Go through the material line by line. Say how many lines contain the word "hair", and give nothing more.

[Recorded information — start]

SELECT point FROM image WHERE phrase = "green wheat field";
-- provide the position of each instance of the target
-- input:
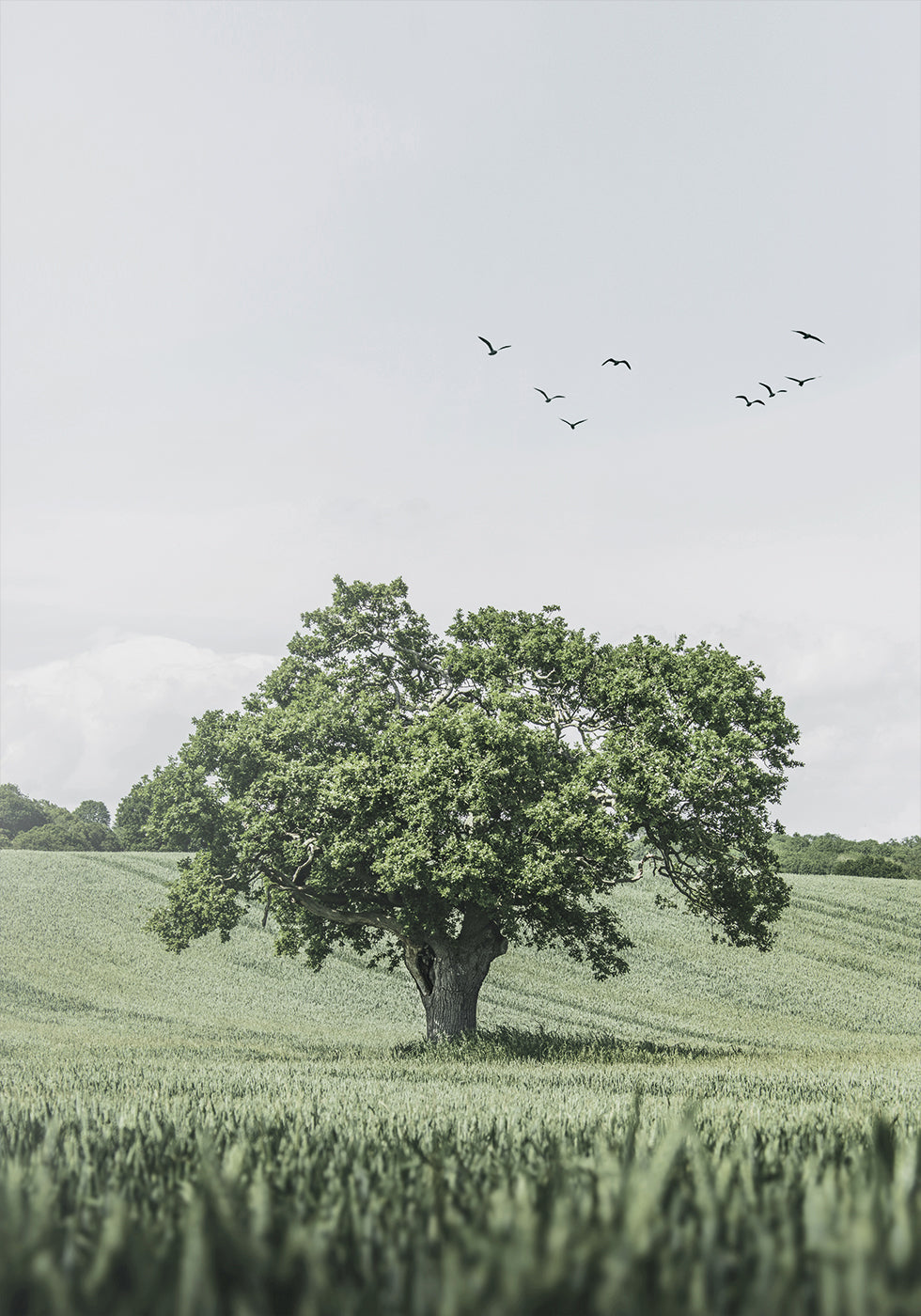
(719, 1131)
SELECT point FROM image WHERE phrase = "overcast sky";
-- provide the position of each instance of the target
(247, 250)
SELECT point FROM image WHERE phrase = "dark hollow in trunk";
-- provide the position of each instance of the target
(449, 973)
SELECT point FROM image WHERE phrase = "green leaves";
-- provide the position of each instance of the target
(382, 785)
(196, 904)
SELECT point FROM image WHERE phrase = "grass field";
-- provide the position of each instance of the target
(719, 1131)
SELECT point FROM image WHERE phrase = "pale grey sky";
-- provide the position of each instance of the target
(247, 250)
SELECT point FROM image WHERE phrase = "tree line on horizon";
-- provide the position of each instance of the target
(29, 824)
(26, 824)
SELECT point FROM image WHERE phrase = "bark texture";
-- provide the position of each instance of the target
(449, 973)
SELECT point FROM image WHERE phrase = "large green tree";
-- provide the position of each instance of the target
(434, 800)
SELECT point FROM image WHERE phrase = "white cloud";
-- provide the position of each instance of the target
(854, 693)
(91, 726)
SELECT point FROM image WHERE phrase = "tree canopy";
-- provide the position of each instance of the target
(26, 824)
(434, 799)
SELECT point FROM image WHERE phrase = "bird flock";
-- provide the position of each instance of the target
(554, 398)
(620, 361)
(773, 392)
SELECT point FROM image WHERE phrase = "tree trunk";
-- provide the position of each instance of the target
(449, 973)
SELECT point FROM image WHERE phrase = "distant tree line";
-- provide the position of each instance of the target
(831, 853)
(26, 824)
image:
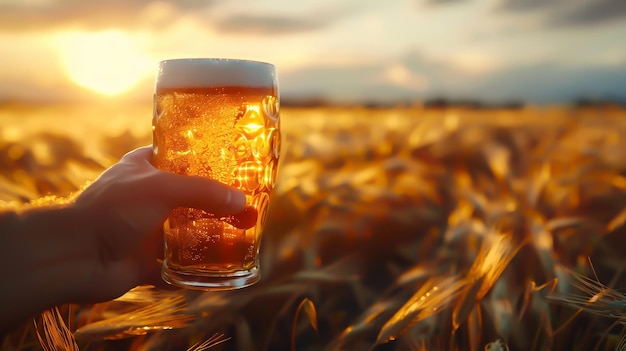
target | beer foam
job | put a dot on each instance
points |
(195, 73)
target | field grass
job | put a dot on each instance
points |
(390, 229)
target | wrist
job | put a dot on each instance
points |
(47, 255)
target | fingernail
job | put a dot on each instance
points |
(236, 199)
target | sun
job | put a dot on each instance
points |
(106, 62)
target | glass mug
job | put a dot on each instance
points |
(216, 118)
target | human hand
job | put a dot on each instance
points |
(125, 209)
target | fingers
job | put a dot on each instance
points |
(190, 191)
(143, 153)
(202, 193)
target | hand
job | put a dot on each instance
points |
(127, 206)
(102, 245)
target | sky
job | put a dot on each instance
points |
(342, 51)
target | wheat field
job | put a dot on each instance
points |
(406, 228)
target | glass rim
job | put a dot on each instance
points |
(214, 72)
(215, 59)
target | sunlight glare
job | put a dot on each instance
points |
(106, 62)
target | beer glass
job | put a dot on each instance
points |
(216, 118)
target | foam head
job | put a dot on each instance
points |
(209, 72)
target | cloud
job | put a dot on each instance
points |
(569, 12)
(543, 83)
(594, 12)
(269, 24)
(33, 15)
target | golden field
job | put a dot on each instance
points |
(404, 228)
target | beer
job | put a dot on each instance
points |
(217, 119)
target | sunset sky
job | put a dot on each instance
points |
(540, 51)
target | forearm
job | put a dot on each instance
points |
(43, 255)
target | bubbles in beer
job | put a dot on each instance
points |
(230, 135)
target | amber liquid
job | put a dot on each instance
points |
(230, 134)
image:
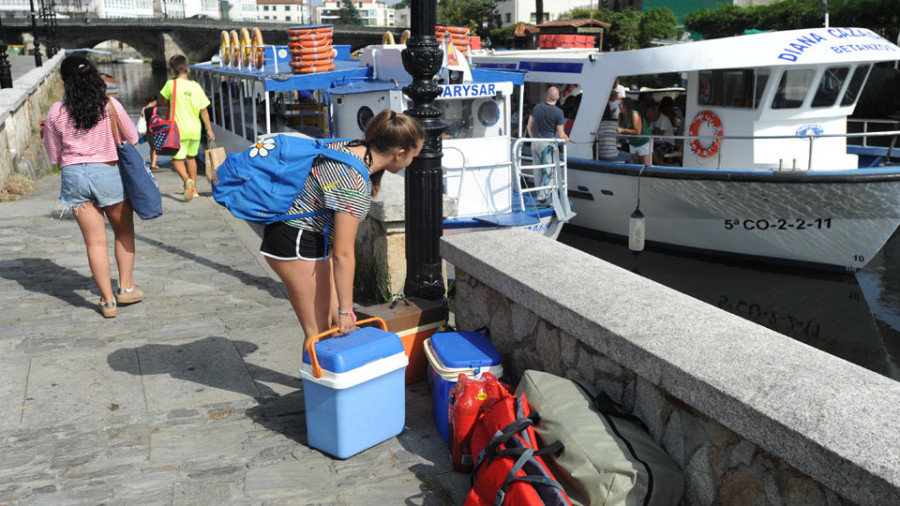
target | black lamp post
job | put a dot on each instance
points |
(37, 47)
(424, 177)
(5, 70)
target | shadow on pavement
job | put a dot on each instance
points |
(213, 361)
(45, 276)
(262, 282)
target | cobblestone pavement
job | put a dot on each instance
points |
(189, 397)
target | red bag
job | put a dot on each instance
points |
(466, 401)
(164, 136)
(509, 468)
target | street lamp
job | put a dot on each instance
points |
(37, 47)
(424, 177)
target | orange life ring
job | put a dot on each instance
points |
(235, 49)
(311, 36)
(451, 28)
(259, 51)
(708, 118)
(321, 30)
(246, 47)
(314, 54)
(225, 44)
(310, 43)
(312, 69)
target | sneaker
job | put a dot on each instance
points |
(108, 309)
(189, 188)
(130, 296)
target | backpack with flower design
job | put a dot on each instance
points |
(260, 183)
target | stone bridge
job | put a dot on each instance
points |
(161, 38)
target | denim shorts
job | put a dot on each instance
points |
(91, 182)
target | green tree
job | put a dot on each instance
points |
(658, 23)
(348, 14)
(472, 13)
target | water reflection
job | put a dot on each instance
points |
(856, 318)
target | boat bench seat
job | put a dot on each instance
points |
(508, 219)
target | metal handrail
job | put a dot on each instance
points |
(720, 138)
(559, 171)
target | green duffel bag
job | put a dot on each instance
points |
(609, 459)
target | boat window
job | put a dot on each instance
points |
(731, 87)
(792, 88)
(471, 118)
(830, 86)
(856, 84)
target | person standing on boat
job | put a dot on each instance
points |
(78, 136)
(662, 127)
(546, 122)
(633, 123)
(319, 283)
(190, 103)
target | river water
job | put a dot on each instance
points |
(853, 316)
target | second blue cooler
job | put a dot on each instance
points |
(452, 353)
(360, 398)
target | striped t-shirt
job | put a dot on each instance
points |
(335, 186)
(67, 145)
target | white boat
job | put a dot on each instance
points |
(482, 171)
(767, 168)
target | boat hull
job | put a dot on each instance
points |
(834, 220)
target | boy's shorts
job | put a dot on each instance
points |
(189, 148)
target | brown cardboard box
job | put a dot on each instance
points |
(414, 320)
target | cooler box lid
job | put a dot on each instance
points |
(464, 350)
(356, 349)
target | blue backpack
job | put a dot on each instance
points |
(260, 183)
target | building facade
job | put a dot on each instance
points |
(372, 12)
(284, 11)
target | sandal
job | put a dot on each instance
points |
(108, 309)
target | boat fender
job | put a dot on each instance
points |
(707, 118)
(636, 230)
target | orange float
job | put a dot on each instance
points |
(708, 118)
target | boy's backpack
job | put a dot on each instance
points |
(164, 136)
(260, 183)
(510, 469)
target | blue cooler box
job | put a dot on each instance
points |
(452, 353)
(360, 400)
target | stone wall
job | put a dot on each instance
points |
(751, 416)
(21, 109)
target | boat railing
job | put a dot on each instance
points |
(462, 173)
(686, 139)
(553, 176)
(865, 126)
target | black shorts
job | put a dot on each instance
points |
(284, 242)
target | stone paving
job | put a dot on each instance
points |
(189, 397)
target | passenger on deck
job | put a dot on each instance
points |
(660, 125)
(633, 123)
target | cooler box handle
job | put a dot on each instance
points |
(311, 345)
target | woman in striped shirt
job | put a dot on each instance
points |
(296, 249)
(78, 137)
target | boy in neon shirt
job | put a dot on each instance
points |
(190, 105)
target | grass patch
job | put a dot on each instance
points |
(16, 186)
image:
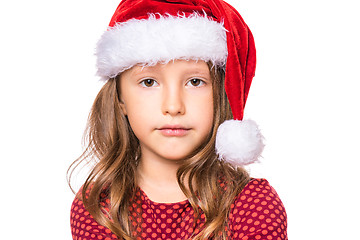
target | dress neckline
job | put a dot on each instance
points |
(146, 198)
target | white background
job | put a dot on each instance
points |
(305, 97)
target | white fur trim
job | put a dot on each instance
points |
(160, 39)
(239, 142)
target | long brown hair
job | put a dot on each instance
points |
(115, 149)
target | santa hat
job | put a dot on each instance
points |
(148, 32)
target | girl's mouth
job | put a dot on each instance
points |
(174, 131)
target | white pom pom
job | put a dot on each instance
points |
(239, 142)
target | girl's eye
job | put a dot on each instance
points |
(196, 82)
(149, 83)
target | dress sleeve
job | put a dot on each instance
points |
(258, 213)
(83, 225)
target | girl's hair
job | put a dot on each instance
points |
(212, 184)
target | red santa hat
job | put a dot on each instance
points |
(148, 32)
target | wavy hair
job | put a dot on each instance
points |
(114, 148)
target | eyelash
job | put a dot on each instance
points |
(202, 82)
(152, 82)
(143, 82)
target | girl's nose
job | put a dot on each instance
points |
(172, 102)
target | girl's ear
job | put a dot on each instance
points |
(122, 106)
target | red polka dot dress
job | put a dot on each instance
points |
(257, 213)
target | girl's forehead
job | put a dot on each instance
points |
(184, 65)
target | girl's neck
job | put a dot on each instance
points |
(158, 180)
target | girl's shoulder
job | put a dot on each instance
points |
(83, 225)
(258, 212)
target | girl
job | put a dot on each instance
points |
(165, 131)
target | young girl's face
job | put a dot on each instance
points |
(169, 107)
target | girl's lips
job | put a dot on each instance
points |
(174, 131)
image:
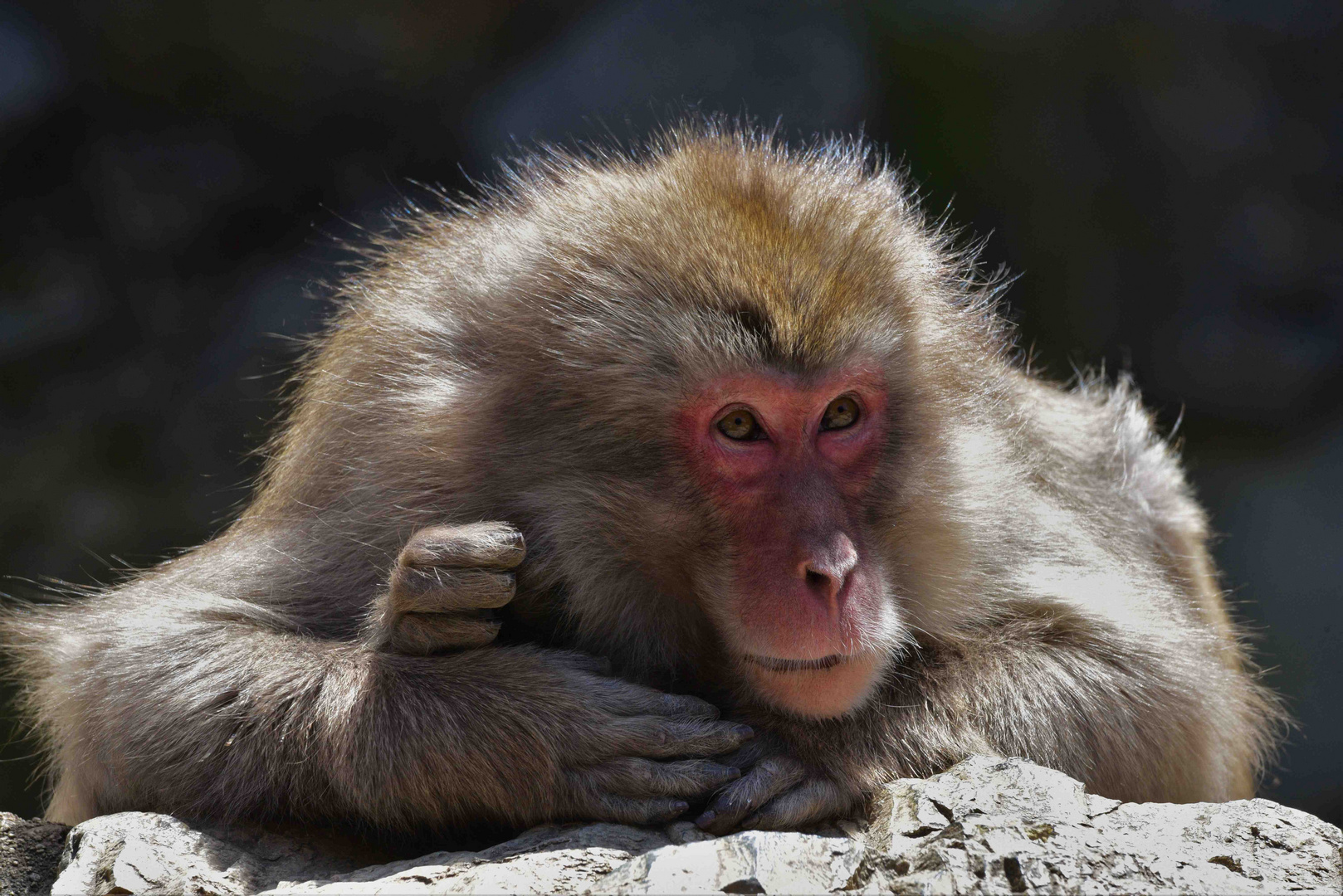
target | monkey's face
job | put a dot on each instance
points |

[Recorded information — finish]

_Task response:_ 3